(EXTRAIT SOURCE):
————
Mieux que l’apport étranger, l’industrie influerait sur le caractère de cette population, en modifiant ses instincts, en transformant sa vie, ses habitudes, ses appétits, en lui donnant peu à peu cette triste uniformité d’existence, de costume et de visage même que l’usine impose à ses habitans. Il n’y en a pas moins aujourd’hui de six ou sept, échelonnées sur le bord de la Moselle : ce sont pour la plupart des tissages ou des filatures de coton. L’appât d’un gain plus élevé et plus palpable que le lent produit de la vie agricole devait nécessairement faire descendre le paysan du champ vers la machine ; et l’on ne trouverait plus guère une famille, dans ce village, dont les enfans, après avoir passé hâtivement à l’école, ne soient allés chercher une place à l’atelier.
————
(DONNÉES FOURNIES):
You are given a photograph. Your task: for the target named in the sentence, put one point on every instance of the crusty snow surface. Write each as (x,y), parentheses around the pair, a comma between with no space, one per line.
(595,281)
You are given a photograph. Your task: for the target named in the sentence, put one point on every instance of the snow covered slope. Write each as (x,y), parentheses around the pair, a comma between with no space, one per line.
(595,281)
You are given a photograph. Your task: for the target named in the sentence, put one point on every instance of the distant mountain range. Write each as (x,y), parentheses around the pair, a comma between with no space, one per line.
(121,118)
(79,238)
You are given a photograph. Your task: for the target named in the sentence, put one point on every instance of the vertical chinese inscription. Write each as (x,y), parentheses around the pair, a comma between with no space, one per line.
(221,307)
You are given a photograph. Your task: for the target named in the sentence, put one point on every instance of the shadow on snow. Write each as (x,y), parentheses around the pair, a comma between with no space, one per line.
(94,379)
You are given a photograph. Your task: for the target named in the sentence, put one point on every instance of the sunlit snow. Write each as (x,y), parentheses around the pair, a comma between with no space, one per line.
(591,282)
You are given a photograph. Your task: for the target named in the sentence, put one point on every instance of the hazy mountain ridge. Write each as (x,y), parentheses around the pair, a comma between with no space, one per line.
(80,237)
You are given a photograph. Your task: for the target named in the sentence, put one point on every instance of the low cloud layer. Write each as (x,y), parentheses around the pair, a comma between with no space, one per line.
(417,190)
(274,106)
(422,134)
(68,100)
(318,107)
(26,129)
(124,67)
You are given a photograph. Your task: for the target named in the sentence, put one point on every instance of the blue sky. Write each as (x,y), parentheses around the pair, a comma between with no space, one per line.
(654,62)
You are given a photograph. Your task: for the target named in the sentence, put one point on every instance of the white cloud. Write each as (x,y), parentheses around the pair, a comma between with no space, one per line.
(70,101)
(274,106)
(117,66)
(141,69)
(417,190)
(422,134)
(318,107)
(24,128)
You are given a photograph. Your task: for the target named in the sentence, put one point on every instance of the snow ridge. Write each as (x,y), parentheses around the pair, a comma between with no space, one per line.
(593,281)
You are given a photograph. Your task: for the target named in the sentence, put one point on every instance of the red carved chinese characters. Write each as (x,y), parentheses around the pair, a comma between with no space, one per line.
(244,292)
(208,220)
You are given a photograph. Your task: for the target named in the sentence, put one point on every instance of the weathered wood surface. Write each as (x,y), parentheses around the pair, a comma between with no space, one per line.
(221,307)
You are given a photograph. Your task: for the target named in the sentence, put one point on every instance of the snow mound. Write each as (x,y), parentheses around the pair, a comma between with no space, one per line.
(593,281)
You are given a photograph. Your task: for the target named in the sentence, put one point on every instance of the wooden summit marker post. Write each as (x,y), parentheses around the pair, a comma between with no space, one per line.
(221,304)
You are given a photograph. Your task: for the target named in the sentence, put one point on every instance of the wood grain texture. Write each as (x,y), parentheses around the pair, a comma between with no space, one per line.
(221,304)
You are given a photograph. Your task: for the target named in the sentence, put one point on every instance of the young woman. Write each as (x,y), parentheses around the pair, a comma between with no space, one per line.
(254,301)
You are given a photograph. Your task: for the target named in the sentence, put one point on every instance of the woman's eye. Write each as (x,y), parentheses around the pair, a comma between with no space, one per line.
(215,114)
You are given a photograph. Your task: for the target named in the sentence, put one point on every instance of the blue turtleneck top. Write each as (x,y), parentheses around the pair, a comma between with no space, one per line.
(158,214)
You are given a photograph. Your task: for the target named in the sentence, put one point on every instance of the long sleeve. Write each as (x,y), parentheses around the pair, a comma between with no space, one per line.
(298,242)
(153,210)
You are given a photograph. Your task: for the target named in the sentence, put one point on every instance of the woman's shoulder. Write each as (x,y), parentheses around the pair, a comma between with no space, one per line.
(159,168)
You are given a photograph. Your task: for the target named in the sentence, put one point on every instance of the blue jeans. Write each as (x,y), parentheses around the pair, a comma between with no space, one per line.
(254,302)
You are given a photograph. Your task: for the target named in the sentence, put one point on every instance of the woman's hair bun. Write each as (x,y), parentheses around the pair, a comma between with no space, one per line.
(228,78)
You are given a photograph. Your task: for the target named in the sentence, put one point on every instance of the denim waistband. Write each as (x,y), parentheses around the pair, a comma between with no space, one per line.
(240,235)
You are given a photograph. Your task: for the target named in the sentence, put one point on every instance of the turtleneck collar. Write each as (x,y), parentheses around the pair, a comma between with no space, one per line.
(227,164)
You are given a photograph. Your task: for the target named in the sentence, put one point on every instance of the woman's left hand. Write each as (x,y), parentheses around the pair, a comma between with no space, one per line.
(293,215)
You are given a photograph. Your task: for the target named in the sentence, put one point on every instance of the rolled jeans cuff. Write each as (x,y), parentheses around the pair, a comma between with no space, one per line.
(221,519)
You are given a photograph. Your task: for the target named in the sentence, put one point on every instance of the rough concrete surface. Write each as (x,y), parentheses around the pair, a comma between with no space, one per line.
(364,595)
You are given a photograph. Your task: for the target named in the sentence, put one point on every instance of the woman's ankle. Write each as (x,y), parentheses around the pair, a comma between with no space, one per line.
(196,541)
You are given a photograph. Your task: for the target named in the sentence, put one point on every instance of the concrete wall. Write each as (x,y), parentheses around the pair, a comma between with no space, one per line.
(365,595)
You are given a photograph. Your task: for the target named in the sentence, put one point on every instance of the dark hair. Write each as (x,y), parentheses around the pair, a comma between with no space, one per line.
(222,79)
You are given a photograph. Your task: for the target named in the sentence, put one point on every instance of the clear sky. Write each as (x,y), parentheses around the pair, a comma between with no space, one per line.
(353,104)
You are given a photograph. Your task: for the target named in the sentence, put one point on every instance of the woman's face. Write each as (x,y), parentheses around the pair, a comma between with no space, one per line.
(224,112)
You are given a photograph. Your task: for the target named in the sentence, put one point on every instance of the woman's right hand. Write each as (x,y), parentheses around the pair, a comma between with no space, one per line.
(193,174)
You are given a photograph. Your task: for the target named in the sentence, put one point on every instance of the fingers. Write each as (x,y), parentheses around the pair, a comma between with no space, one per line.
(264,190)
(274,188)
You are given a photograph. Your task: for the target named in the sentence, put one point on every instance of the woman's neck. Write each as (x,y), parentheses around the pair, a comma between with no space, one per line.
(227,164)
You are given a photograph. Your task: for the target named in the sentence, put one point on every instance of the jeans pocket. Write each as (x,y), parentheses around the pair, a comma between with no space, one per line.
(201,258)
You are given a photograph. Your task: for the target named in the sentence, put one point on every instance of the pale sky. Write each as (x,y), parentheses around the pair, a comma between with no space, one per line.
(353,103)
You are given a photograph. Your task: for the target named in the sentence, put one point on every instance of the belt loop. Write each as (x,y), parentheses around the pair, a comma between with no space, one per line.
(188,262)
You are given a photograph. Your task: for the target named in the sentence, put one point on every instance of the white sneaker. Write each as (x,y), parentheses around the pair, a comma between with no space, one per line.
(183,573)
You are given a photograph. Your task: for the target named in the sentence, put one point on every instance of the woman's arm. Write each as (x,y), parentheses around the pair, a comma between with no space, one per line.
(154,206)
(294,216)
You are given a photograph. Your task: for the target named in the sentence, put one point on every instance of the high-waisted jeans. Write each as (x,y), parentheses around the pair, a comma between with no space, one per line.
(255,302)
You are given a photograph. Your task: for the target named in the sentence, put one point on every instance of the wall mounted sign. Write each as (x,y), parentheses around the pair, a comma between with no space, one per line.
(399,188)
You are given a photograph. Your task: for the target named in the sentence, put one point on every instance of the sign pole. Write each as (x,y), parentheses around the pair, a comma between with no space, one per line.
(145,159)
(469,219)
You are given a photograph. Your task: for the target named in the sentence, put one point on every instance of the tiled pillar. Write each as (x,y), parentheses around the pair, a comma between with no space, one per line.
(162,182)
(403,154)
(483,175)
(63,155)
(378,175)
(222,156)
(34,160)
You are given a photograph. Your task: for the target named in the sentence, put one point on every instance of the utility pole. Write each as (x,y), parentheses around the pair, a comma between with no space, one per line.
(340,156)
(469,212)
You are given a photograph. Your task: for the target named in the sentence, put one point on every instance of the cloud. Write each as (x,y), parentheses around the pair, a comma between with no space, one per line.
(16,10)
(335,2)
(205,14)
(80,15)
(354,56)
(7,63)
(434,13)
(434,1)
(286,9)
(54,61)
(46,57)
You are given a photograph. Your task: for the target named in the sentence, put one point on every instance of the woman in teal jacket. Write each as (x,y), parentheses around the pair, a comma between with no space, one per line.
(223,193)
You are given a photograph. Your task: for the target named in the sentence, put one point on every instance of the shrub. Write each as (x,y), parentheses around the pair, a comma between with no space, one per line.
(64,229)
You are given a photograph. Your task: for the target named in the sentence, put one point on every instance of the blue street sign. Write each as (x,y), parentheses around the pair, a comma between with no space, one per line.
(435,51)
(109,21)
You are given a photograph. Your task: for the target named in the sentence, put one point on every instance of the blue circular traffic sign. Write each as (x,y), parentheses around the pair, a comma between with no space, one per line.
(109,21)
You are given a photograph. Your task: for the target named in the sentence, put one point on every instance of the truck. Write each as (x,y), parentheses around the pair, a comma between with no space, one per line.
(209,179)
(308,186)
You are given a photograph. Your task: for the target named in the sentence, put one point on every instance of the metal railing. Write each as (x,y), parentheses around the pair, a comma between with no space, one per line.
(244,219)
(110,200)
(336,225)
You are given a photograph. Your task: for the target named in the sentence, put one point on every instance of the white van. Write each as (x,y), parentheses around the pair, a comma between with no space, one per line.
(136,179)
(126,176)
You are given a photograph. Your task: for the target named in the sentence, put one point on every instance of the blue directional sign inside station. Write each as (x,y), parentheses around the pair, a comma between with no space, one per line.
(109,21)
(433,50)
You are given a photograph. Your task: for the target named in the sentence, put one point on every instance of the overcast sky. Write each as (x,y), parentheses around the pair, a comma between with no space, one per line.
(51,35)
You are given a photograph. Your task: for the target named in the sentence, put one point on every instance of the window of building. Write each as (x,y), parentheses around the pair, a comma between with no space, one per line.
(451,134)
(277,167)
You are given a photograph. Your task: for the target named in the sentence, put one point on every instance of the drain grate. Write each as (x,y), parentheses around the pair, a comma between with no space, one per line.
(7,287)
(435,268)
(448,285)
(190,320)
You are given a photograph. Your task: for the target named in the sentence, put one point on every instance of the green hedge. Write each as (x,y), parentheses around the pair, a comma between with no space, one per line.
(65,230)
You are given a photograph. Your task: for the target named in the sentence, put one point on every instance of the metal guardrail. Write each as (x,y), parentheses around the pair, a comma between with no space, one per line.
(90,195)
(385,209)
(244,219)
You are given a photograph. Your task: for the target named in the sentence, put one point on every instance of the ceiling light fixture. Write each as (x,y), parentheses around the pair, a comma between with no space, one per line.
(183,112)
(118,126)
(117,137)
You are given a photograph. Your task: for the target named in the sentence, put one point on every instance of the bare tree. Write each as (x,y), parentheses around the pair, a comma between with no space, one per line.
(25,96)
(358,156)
————
(TÂCHES DEMANDÉES):
**1)** D'après l'extrait source, qu'est-ce qui devait faire descendre le paysan du champ vers la machine ?
**2)** Relevez chaque ligne de la liste qui contient le mot "concrete". La casse compte.

(RÉSULTATS):
**1)** L'appât d'un gain plus élevé et plus palpable que le lent produit de la vie agricole.

**2)**
You are given a photograph. Your task: for the target named in the sentence, put one point on every instance of the rough concrete surface. Write each as (x,y), parentheses around the pair, a comma between with no space, one per line.
You are given a photograph. Your task: for the target named in the sentence, put one point on every instance of the concrete wall. Write each as (x,y), parentheses around the pair, a comma between with no space, one per line.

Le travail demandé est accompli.